WORK INSTRUCTION | Reproduce the entries from their first line up to and including the line with "Target: dark door". Leave out everything after it.

EXERCISE INPUTS |

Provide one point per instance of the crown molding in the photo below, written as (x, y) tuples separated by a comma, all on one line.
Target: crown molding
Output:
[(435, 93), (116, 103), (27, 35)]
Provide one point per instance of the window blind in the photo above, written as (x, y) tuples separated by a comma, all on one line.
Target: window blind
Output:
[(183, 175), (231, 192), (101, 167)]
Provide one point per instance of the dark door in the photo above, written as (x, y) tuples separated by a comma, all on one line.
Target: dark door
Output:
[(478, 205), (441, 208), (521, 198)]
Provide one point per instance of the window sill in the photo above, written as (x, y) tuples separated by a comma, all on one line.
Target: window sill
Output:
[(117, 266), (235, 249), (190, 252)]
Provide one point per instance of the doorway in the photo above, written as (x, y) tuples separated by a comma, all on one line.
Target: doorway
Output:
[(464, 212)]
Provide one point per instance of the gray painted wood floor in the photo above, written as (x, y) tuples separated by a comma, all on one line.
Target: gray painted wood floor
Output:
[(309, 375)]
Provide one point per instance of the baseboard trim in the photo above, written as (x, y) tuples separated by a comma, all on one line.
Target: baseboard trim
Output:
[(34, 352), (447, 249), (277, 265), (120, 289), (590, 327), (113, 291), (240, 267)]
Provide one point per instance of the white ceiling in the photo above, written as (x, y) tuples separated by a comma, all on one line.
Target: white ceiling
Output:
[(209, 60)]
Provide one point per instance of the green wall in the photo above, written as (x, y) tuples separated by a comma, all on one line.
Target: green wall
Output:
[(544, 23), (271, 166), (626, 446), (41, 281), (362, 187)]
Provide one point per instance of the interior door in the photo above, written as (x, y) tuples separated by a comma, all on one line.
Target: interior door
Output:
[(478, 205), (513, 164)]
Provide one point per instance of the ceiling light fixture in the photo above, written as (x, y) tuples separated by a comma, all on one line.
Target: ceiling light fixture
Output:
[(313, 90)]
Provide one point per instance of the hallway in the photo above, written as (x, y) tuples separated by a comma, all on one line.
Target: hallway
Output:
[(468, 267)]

TASK ANSWER |
Provide one point per instance of the crown molding in the photo below, written as (x, y) tuples separated by a comma, all on one line.
Target: crown molding
Output:
[(435, 93), (116, 103), (27, 35)]
Provide one point per instance of the window blind in the photo above, written as (x, y) tuples separated by a comma, all on one line.
Target: window blind
Output:
[(183, 175), (231, 192), (101, 167)]
Provide one point per instance of the dark door in the photo above, written as (x, y) tuples separated by a comma, all on one line.
Target: dark door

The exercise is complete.